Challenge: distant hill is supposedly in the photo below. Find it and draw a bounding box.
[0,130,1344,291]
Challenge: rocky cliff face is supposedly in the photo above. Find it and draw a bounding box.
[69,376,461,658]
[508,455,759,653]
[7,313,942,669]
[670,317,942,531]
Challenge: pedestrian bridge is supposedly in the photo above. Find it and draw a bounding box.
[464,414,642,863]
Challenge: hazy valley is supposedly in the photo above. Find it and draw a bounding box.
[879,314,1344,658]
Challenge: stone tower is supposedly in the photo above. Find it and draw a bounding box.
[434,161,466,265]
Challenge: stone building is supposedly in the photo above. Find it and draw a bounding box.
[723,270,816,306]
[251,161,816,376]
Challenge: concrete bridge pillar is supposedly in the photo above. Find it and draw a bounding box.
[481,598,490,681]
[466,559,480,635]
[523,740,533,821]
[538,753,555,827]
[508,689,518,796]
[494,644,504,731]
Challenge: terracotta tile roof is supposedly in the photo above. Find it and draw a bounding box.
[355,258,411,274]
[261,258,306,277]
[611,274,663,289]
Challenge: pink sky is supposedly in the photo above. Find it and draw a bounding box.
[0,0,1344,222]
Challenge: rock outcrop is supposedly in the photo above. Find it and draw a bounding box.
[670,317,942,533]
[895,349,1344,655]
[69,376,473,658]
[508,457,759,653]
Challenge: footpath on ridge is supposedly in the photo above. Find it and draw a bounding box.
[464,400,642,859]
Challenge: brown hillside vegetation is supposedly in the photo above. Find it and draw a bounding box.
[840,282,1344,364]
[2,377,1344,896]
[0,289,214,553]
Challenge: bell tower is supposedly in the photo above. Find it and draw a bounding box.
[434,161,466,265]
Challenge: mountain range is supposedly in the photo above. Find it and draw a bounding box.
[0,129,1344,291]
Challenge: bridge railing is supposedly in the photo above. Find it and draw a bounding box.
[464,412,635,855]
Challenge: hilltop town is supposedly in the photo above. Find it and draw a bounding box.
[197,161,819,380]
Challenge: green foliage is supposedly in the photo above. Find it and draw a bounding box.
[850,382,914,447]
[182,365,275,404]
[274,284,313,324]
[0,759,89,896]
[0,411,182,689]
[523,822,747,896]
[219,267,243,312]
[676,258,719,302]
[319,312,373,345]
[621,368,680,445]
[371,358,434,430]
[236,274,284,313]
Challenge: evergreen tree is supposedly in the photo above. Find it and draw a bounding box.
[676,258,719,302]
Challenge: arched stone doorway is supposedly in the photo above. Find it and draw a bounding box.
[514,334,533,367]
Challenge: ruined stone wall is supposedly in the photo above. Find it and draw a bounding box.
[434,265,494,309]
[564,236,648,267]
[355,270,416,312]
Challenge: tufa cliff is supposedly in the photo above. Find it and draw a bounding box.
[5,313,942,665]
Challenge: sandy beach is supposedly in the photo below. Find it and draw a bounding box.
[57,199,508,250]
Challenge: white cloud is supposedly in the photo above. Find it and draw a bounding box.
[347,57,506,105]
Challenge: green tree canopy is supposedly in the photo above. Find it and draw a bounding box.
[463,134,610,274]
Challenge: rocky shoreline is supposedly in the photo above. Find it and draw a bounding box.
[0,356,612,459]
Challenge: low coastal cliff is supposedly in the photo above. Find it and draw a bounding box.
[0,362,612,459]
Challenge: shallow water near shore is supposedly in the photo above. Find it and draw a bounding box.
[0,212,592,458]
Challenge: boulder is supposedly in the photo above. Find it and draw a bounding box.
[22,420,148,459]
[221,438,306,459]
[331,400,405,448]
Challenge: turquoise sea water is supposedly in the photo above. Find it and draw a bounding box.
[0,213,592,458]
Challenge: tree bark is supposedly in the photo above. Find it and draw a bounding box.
+++
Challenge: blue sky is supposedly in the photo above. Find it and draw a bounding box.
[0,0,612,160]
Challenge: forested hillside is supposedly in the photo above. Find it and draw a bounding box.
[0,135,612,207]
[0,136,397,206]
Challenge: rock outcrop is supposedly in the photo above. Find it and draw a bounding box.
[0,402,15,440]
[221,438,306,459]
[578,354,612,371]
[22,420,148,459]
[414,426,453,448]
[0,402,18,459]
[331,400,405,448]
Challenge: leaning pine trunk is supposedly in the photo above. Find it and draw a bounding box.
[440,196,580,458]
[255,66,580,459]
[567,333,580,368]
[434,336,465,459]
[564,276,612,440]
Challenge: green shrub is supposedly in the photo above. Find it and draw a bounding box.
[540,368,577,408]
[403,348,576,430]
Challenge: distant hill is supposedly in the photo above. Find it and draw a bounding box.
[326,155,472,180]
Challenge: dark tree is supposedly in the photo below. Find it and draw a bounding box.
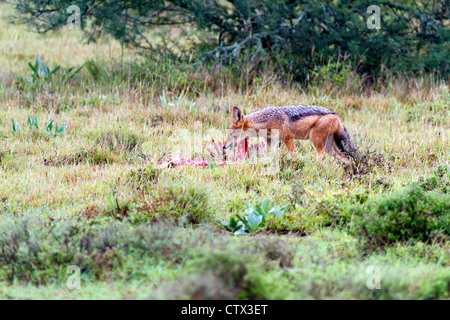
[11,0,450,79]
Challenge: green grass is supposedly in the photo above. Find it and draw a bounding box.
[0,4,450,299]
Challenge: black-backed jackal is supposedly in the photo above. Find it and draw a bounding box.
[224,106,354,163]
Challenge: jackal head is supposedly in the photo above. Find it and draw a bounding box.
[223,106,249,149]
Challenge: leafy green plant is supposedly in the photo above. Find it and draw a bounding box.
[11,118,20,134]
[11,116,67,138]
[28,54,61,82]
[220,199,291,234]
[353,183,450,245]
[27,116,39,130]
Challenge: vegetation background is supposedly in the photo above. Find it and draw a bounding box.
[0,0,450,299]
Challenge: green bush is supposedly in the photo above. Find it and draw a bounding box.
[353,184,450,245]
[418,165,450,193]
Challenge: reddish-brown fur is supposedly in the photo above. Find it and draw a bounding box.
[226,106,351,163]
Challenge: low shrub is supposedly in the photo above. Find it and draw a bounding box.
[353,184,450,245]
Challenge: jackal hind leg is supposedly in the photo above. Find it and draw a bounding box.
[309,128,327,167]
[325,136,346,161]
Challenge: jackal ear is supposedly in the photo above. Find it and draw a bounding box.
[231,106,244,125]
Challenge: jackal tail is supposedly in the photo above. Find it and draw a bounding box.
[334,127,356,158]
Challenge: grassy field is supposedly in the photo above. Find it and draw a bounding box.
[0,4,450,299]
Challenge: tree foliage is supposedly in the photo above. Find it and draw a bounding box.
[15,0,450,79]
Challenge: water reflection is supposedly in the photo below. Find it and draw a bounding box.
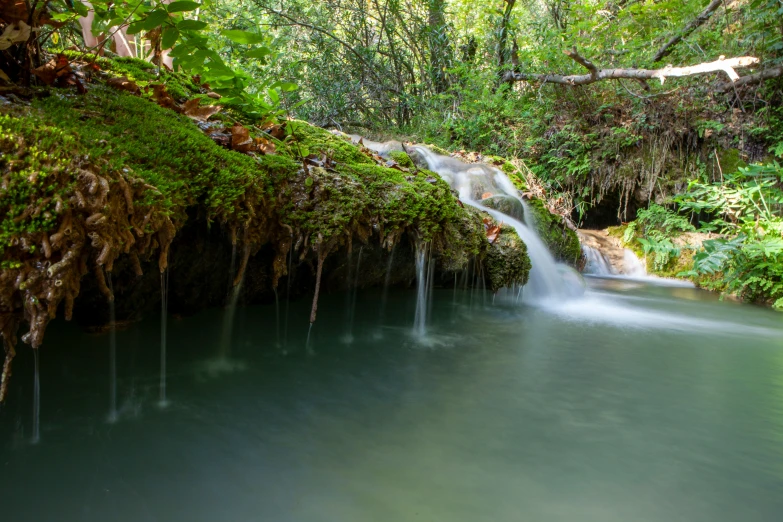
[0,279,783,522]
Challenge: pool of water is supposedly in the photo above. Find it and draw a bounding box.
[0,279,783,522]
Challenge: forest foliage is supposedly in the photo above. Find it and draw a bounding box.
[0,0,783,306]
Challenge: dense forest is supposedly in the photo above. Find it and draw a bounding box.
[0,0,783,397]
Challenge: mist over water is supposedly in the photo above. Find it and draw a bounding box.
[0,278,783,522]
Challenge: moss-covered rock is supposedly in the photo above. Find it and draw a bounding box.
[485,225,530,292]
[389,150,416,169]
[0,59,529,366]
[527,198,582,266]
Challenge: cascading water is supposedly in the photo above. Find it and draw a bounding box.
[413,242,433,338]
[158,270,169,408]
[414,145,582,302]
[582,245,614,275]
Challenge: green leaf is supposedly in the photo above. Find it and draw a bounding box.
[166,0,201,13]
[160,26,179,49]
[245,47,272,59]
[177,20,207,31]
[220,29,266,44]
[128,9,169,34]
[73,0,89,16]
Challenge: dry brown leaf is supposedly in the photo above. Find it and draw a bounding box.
+++
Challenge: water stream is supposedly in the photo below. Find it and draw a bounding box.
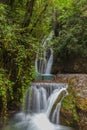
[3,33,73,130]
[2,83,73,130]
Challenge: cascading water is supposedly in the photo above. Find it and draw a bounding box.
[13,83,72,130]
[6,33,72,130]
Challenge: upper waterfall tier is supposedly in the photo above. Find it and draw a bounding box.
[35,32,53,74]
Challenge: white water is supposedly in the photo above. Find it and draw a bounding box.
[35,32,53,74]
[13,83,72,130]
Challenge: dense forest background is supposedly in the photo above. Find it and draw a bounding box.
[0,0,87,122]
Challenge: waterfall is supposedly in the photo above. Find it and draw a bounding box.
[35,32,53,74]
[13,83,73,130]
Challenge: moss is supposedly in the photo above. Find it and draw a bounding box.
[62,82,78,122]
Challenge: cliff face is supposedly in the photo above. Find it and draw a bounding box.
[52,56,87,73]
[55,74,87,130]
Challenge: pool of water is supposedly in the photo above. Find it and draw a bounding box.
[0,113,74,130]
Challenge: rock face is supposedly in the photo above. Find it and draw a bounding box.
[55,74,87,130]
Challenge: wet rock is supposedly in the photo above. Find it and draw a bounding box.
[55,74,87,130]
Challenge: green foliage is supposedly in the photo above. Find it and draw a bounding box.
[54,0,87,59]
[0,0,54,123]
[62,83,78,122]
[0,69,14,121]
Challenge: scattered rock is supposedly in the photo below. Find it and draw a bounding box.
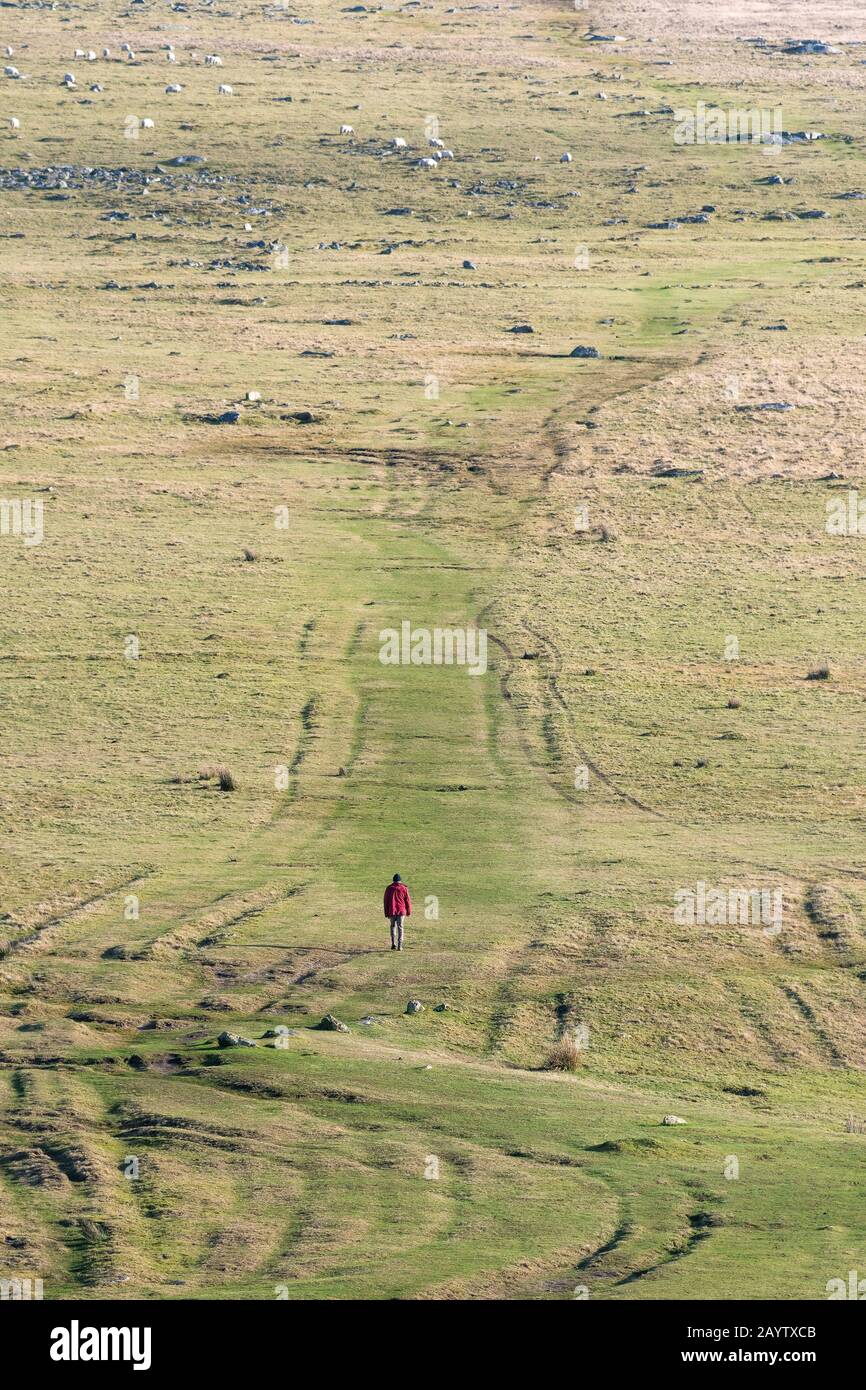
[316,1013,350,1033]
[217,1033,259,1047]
+++
-- Task brief --
Swap every "supposedly" for "reportedly" in the records that begin at the line containing "Challenge: white water" and end after the line containing "[217,1033,259,1047]", and leave everything else unchanged. Leave the pictures out of your answer.

-- Answer to the problem --
Challenge: white water is reportedly in the photo above. Find it and draw a bounding box.
[35,32,53,74]
[13,83,72,130]
Challenge: dense forest background is reportedly in the photo above. Find it and draw a bounding box.
[0,0,87,122]
Challenge: waterfall is reportedly in the photo above. Find it and draw a bounding box.
[35,32,53,74]
[13,83,73,130]
Challenge: moss is reportedly in the photo above. Find it and draw a bounding box.
[62,82,78,122]
Challenge: cliff face is reportedly in the photo above. Find it and draw a bounding box.
[52,56,87,73]
[55,74,87,130]
Challenge: pool of water is reportedly in the photo above. Find it and draw a bounding box.
[0,113,74,130]
Challenge: rock face is reportedly in the photo above. Find it and draw a bounding box.
[55,74,87,130]
Challenge: wet rock is reportedly in the photo above. Find it and draw a bounding box.
[55,74,87,130]
Challenge: green foliage is reportedly in the photo above. Find it and draw a bounding box.
[54,0,87,59]
[0,0,54,123]
[62,83,78,122]
[0,69,14,121]
Challenge: scattered rock is reportedly in the photo below. Find it and draw a bounding box.
[316,1013,350,1033]
[217,1033,259,1047]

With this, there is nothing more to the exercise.